- 解く問題 -
1 – 沖縄と教育を扱った文章によると、高知市が適齢者名簿を作成して閲覧させる協力を始めたのはいつからですか。
2 – 沖縄と教育を扱った文章を、最後の文のあとから書き進めてください。
### 読む文章 ###
自衛隊での体験学習の内容は教育委員会としても現地で、確認する必要がある点も問いますが、行くとは言いませんでした。これで、教育委員会として何が適切と判断できるのかと言いたいです。客観的に安全を保障できるとは言えない状況であり、危険な実態が改めて浮き彫りになりました。

沖縄から見えること
先日、亡くなられた元沖縄県知事の太田昌秀さんは平成22年NHKの「基地問題」を特集した番組の中で教育の怖さを語っています。「他人の犠牲の上に自分が幸せであることはできない」「私は教師には絶対になりたくないと誓った、どうしてかと言うと教師は怖い存在、教え方一つで100人でも1000人でも子ども達を殺すことを可能にする、戦争にかり出す前に命の大切さを教えず、命を犠牲にすることは国のためであり、人間として正しいと教えた、私はそう教わったから」と。戦争の歴史を踏まえ、反省することが、戦後教育の原点であることを訴えています。現在の沖縄は米軍基地問題と闘っているだけでなく、政府が進める自衛隊を巻き込んだ、戦争する国づくりに対して、翁長知事を先頭にオール沖縄、県民上げての非軍事化運動、平和運動に取り組んでいます。その中で自衛官募集の強化を進める防衛省に対しても沖縄県内の市町村は協力しない姿勢を明確にしています。一方、高知市を始め全国でも問題になっている18歳~27歳の適齢者情報(個人情報)の抽出、提供問題で、高知市は閲覧制度での対応は変えてはいませんが、適齢者名簿を作成し閲覧させるという協力を平成26年から行なう様になりました。
### 生データ ###
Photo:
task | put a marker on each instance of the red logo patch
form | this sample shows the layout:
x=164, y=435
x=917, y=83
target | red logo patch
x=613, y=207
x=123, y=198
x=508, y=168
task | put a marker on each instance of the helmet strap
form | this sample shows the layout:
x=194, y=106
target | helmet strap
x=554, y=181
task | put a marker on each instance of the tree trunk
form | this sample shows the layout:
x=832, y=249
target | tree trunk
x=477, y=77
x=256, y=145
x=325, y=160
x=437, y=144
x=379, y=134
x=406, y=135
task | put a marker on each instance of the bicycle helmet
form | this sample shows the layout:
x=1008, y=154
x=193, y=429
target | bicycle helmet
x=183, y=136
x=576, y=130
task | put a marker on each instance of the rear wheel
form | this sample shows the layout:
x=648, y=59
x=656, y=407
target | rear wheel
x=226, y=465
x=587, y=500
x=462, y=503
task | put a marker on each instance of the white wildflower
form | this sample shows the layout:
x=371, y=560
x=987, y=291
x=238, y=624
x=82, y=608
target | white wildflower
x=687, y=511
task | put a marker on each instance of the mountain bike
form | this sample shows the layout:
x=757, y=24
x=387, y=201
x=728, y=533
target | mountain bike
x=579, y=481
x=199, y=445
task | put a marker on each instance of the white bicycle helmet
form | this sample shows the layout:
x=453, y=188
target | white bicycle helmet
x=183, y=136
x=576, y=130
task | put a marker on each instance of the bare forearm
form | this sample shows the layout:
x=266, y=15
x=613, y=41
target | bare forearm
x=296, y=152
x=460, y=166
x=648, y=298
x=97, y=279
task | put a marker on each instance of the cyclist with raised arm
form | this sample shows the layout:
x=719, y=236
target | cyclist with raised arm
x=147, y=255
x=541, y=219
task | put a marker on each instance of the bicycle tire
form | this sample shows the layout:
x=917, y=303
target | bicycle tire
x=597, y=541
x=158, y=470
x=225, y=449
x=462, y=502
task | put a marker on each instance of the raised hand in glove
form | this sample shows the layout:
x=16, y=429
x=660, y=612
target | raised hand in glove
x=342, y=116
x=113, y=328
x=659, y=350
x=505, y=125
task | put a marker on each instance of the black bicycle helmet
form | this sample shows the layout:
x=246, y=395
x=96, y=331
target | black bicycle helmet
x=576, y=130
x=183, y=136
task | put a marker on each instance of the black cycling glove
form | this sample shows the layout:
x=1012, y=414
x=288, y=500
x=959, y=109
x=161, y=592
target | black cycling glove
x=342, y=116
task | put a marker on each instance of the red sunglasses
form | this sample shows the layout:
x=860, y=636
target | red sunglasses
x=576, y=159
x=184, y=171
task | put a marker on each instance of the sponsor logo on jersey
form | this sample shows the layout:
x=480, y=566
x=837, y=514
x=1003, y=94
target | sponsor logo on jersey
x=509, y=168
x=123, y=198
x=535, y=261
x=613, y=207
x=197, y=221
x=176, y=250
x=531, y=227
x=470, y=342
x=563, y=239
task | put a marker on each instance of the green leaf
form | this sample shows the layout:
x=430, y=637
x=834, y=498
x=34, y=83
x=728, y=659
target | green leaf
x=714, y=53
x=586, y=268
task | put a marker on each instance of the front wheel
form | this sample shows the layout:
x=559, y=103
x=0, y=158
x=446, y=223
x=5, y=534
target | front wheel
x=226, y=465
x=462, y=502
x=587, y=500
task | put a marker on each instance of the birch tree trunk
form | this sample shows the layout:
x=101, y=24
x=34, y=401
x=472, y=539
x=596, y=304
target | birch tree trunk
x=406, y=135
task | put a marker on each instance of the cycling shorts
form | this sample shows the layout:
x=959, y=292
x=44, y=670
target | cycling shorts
###
- 模範解答 -
1 – 平成26年からです。

2 –
 6月市議会でも中学生の自衛隊での職場体験学習を行なう学校が平成27年2校、平成28年4校、平成29年8校と増え続けていると答弁しました。2009年、防衛省に行なった情報公開の資料では入隊のきっかけを聞いたアンケート調査では志願者の76.5%が誰かに進められており、その内約10%、10人に1人が、学校教師に進められたと答えています。防衛省が学校を「組織的募集」に組み込もうとする戦略は一定効果があるということで、今後、学校、教育現場への協力依頼が一層強まることは明らかな状況です。また、防衛省が平成25年に示した中期防衛計画には、自衛官募集の強化においての重点市町村の設定を行なうとあります。しかし、自衛隊への協力の範囲は自治体の裁量であり、強制されるものでも、忖度する必要のものでもなく、断るべきだと問いましたが、市長は「県のからの重点指定はない、指定の話があれば理由など確認しながら、総合的に判断する(現在県内で重点指定となっているのは香南市、宿毛市、中土佐町)」「重点指定の話があれば協議する」と答えました。形式的に協議は必要な過程ですが、明確に断るとはいいません。

平和や暮らしをおびやかし、暴走を極める国に物言える市政であって欲しいと強く思う質問戦でした。


上下水道事業について  

 市長   「過去に遡っての繰り入れはしない」
        「後年度の一般会計の繰り入れは基準外はしない」

 上下とも値上げを回避する為には、どうしても一般会計からの繰り入れなくして達成できない。
一般会計からの繰り入れへの考え方を2問で問うも、過去の繰り入れ不足への反省もなく、今後も法定外は考えていない答弁だった、これでは値上げは確実のものとなる。
審議会の答申でも「低廉な料金」「利用者間の負担の公平」が求められているが、これでは応えられないことになる。無責任すぎる答弁ではないのか、今後の議論の余地さえなくすものだと思った。水道法にもある、公共の福祉という考え方はないのかと言いたい。

上下水道事業管理者  「民営化はメリット・デメリットがあり十分な研究、検証が必要と考える」
              「水道料金は商品の対価、公平な負担をお願いしなければならないと考える」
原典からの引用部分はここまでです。